# start of Records supplied

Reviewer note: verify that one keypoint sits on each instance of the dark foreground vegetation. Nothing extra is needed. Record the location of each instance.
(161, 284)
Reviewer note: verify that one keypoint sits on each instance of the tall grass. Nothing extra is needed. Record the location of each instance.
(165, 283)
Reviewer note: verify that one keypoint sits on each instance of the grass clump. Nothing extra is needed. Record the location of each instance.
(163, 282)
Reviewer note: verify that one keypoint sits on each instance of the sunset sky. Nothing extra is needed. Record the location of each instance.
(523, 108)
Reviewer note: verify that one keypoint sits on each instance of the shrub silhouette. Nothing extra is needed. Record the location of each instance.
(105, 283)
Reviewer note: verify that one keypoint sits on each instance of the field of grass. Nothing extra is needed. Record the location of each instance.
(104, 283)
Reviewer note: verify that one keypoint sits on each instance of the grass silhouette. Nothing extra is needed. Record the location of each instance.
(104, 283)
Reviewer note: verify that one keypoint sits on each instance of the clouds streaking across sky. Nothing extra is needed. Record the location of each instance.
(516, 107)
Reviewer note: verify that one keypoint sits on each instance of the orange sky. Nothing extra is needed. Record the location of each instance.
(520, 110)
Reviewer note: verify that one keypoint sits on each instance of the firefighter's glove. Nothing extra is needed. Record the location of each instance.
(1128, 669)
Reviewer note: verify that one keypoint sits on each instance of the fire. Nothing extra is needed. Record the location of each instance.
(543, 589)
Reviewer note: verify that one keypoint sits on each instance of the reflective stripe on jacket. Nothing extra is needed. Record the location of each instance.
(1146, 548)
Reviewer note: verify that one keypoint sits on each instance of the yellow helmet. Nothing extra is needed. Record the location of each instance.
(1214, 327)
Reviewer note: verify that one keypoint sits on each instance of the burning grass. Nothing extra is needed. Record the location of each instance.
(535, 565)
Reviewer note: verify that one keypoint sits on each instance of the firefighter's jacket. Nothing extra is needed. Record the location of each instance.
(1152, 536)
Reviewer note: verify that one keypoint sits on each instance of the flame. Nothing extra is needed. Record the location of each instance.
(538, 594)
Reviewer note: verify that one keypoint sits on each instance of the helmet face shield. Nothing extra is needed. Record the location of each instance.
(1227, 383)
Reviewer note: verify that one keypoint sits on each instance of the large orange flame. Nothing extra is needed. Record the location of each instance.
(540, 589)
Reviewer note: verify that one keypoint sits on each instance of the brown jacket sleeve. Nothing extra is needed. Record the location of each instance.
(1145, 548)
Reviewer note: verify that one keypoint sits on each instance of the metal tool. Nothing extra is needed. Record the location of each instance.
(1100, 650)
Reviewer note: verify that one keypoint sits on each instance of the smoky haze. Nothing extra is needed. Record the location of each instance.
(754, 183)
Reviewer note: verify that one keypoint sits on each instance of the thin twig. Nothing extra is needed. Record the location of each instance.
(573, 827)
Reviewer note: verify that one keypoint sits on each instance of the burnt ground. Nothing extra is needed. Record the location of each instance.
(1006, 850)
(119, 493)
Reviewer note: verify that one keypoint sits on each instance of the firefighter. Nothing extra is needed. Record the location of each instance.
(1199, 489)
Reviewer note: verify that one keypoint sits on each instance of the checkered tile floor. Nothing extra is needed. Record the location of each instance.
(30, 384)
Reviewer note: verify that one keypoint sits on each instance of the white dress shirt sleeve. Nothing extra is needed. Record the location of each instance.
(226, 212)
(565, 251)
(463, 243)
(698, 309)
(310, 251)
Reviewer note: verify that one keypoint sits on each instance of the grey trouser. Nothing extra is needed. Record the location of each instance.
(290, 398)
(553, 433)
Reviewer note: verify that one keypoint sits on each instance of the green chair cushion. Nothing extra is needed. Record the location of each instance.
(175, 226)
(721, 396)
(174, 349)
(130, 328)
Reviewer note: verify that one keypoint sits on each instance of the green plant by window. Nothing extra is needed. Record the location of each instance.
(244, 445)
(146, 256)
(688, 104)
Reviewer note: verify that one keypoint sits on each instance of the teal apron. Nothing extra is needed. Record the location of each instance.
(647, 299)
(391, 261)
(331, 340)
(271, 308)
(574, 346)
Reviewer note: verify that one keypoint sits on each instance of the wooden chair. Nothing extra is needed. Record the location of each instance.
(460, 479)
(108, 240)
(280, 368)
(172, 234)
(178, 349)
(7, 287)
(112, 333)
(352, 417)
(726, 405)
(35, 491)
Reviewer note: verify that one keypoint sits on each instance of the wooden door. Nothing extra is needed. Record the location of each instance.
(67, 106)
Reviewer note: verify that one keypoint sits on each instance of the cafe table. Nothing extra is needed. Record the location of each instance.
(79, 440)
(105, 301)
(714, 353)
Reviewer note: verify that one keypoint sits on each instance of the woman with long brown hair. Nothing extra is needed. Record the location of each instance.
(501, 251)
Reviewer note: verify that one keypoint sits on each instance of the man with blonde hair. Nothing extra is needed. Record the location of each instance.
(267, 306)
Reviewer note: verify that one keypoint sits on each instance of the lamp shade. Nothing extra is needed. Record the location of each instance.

# end of Records supplied

Your objective
Reproduce the stretch from the line containing "of the woman" through the end of the records, changing "keypoint" to "marker" and leaving everything else unaltered.

Written solution
Reviewer note: verify that one marker sits on each instance of the woman with long brown hair. Nothing extra is needed. Record the location of each instance.
(501, 251)
Reviewer note: verify that one marker sits on each instance of the man with blonde hair. Nothing extra is needed. Record the location of each instance.
(267, 306)
Reviewer note: verify that one marker sits on each instance of the lamp shade. Nothing extra is needed. Record the location of each instance.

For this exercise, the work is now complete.